# [読解用の抜粋]
• • •

広く使用されているテープのメカニズムには、AIT、DAT、DLT、LTO/Ultrium、S-AIT、Travan、VXA などがあります。いくつかのドライブメカニズムでは、自動交換式のテープライブラリが利用できます。

AIT、DLT、LTO/Ultrium、S-AIT のような高速大容量のテープドライブには、高性能な環境が必要です。高速のコンピュータプロセッサで、最適な速度と容量が達成されます。性能面で最も重要な要素は、元ボリュームの速度です。元ボリュームが遅い場合、ドライブは、追加のデータを待つ間、テープの位置調整のため頻繁に停止しなければなりません。ドライブの位置調整が多いと、コピーの性能は大幅に低下します。

テープへのバックアップでは、いったんディスクにバックアップした後、バックアップをテープに転送する段階的バックアップで、全体的なパフォーマンスを向上できる場合があります。詳しくは、段階的バックアップ計画を参照してください。

• • •

# [提供記録]
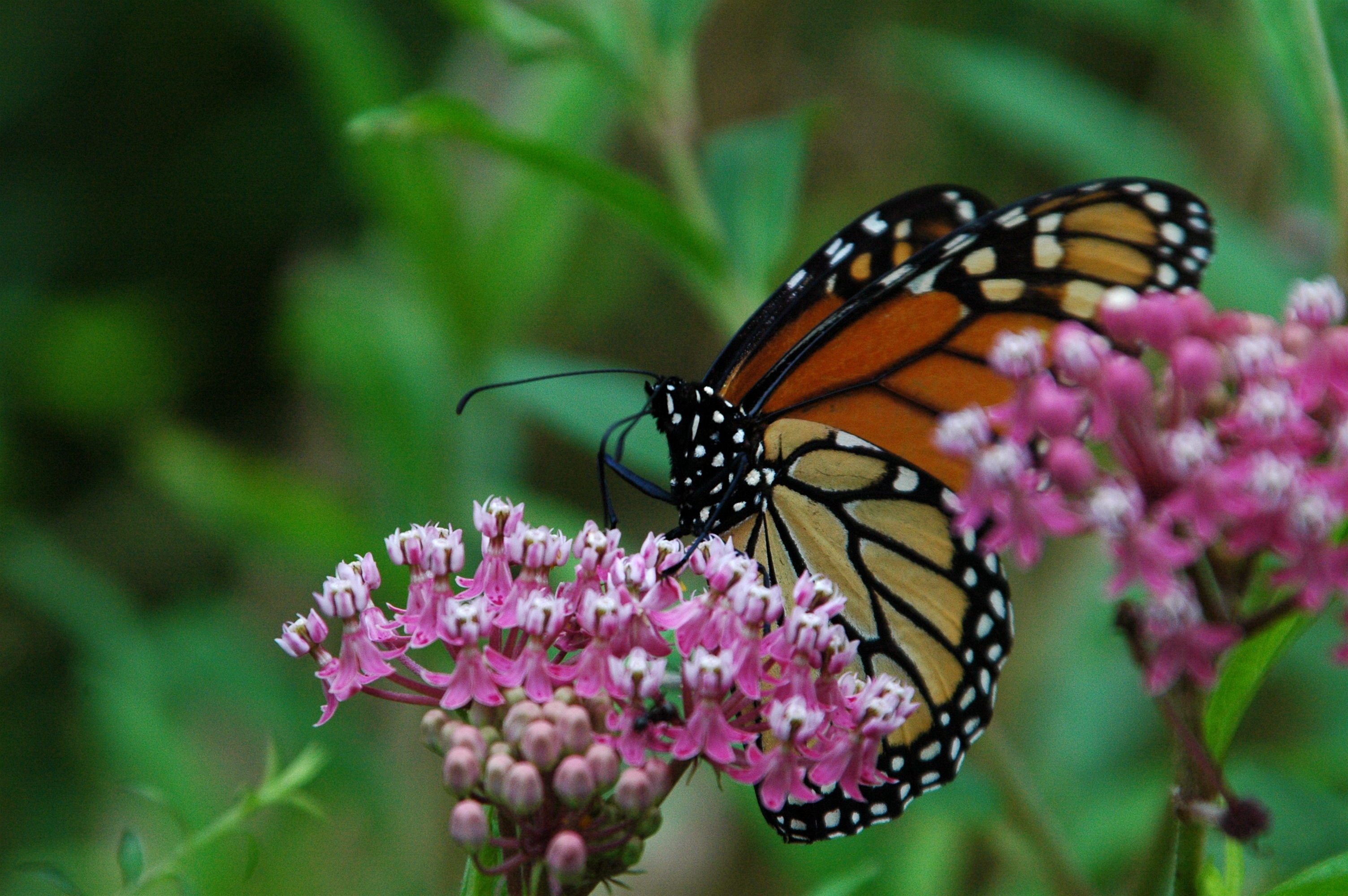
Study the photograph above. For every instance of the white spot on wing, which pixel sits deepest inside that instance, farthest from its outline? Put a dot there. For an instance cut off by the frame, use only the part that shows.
(1158, 202)
(924, 284)
(874, 224)
(906, 480)
(1048, 251)
(847, 439)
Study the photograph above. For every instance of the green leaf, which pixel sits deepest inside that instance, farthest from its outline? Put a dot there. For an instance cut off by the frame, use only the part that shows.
(1242, 676)
(1211, 882)
(581, 409)
(627, 194)
(131, 857)
(288, 783)
(251, 498)
(185, 886)
(475, 883)
(754, 176)
(847, 884)
(160, 798)
(1234, 874)
(50, 874)
(1087, 130)
(1327, 879)
(253, 856)
(676, 22)
(521, 34)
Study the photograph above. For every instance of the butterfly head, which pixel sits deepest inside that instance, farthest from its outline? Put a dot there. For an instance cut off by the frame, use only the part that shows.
(711, 444)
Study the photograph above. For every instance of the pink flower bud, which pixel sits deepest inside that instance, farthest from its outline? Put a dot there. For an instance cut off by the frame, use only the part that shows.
(1079, 352)
(963, 433)
(634, 793)
(660, 774)
(462, 771)
(1119, 313)
(1071, 464)
(541, 744)
(317, 627)
(1129, 384)
(573, 782)
(605, 764)
(1115, 508)
(575, 727)
(1257, 356)
(294, 638)
(566, 856)
(523, 788)
(1018, 355)
(433, 723)
(1318, 304)
(498, 766)
(518, 717)
(468, 825)
(1056, 410)
(1195, 363)
(471, 739)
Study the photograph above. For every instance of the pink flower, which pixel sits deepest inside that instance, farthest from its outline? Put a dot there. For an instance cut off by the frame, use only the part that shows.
(359, 663)
(1185, 645)
(782, 770)
(635, 681)
(1145, 550)
(541, 619)
(605, 619)
(537, 550)
(878, 711)
(463, 623)
(596, 551)
(707, 732)
(497, 521)
(1005, 488)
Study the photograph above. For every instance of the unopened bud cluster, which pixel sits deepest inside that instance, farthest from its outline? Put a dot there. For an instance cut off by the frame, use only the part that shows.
(561, 798)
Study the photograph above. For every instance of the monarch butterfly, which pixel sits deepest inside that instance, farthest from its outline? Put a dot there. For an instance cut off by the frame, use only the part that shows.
(809, 441)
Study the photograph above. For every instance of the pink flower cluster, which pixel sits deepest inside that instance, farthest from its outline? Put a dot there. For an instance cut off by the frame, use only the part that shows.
(1232, 444)
(653, 672)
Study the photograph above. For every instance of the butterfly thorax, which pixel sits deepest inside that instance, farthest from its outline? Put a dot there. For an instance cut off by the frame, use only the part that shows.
(713, 446)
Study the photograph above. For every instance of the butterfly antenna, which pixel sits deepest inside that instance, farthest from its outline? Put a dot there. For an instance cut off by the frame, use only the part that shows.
(610, 515)
(711, 521)
(470, 394)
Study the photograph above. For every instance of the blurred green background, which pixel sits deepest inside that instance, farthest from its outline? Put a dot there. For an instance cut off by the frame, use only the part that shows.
(232, 332)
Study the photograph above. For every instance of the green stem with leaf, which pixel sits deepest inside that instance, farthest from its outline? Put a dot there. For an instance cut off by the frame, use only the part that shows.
(1331, 112)
(280, 787)
(1026, 812)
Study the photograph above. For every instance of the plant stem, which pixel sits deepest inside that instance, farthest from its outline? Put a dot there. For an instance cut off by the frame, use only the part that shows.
(1193, 783)
(1026, 812)
(1154, 870)
(1331, 114)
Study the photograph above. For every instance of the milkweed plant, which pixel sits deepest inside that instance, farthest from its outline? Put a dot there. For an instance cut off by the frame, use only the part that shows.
(1208, 451)
(570, 711)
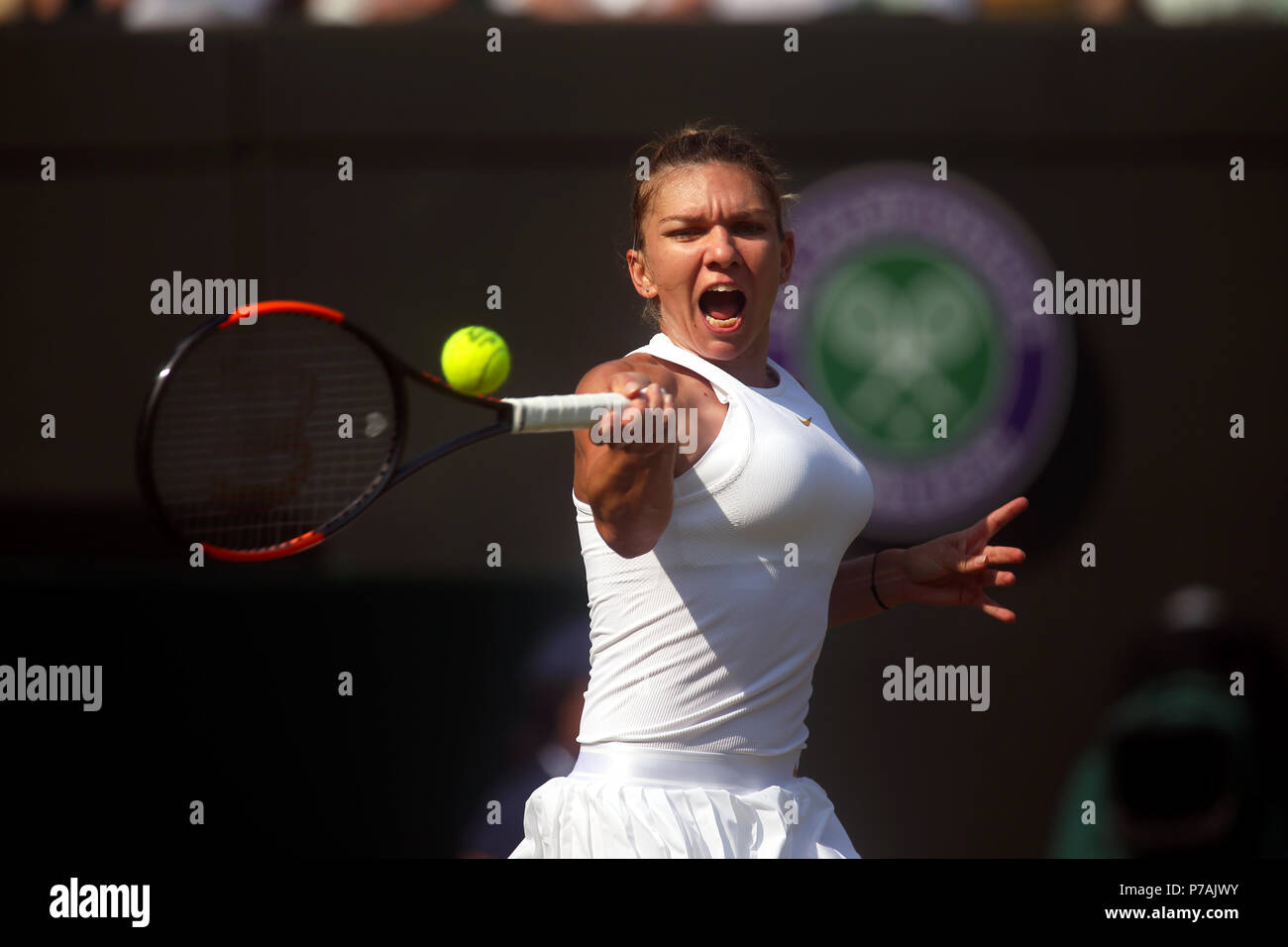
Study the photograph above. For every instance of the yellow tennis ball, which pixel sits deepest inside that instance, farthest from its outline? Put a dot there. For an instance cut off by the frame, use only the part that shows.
(476, 360)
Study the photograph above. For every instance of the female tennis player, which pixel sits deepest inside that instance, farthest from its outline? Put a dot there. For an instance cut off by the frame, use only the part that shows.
(712, 577)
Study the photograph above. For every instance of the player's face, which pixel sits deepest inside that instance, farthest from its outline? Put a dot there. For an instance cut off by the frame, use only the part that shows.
(706, 226)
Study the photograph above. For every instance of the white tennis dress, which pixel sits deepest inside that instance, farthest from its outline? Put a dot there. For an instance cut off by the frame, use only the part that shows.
(703, 650)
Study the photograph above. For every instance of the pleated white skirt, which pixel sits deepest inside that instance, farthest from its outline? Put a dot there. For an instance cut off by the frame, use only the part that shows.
(626, 801)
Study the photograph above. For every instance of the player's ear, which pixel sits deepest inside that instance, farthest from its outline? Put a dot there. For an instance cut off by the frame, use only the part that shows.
(638, 268)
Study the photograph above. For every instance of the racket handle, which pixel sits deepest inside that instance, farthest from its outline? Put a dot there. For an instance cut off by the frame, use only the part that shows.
(562, 411)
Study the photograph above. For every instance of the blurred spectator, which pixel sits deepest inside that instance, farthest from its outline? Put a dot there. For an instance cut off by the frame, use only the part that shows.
(1181, 766)
(544, 745)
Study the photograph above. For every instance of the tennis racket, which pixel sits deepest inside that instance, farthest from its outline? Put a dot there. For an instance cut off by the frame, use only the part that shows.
(241, 444)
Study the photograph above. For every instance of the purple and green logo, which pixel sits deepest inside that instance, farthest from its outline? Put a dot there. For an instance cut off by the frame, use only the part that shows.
(915, 333)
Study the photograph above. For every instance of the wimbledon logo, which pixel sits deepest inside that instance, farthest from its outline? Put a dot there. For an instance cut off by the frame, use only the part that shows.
(915, 300)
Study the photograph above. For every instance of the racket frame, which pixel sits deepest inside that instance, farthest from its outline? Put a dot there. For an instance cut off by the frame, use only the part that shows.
(395, 472)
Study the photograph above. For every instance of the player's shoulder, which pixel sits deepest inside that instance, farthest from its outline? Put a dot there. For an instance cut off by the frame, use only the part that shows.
(639, 363)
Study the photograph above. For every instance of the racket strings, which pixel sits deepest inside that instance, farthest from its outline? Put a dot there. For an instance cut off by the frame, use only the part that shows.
(248, 444)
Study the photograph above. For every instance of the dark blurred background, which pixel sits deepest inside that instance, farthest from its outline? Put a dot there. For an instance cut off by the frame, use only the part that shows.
(476, 169)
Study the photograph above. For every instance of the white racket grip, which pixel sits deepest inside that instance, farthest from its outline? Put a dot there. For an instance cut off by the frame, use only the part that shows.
(562, 411)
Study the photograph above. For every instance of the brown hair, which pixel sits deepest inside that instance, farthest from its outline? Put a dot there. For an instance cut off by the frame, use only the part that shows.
(694, 146)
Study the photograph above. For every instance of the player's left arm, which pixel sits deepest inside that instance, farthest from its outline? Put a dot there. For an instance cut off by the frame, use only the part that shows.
(951, 570)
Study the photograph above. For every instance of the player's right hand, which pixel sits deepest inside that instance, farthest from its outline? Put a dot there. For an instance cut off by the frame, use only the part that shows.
(647, 397)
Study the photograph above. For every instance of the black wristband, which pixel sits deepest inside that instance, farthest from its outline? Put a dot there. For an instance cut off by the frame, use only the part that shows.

• • •

# [課題の指示]
テープバックアップについての抜粋本文を、最後の文の後から続けて書いてください。

# [本問の解答]
AIT

Advanced Intelligent Tape(AIT、AIT-2、AIT-3、AIT-4)を使用する 8mm テープドライブは、利用可能なテープドライブのうちで最も高速な部類に入ります。これらのメカニズムは、最適な条件下で使用すれば、圧縮されていない状態で 12 ~ 200 GB のデータを極めて高速に格納できます。

DAT

DAT ドライブは、Travan のようなエントリレベルのテープドライブと、DLT や AIT のようなハイエンド製品との中間に位置しています。4 mm 幅のテープを使用するコンパクト DAT カートリッジの容量には、2 GB(DDS-1)、4 GB(DDS-2)、12 GB(DDS-3)、20 GB(DDS-4)、36 GB(DAT 72)のものがあり、ファイルの圧縮率に応じて、容量はさらに大きくなります。速度の範囲は、旧式の DDS-1 ドライブの毎分 6 MB から、新型の DAT 72 ドライブの毎分 150 MB にまで及びます。

DLT

DLT および Super DLT ドライブは、利用可能なテープドライブのうちで最も高速な部類に入ります。これらのメカニズムは、最適な条件下で使用すれば、極めて高い性能と、圧縮されていない状態での 2.6 ~ 300 GB の容量を提供します。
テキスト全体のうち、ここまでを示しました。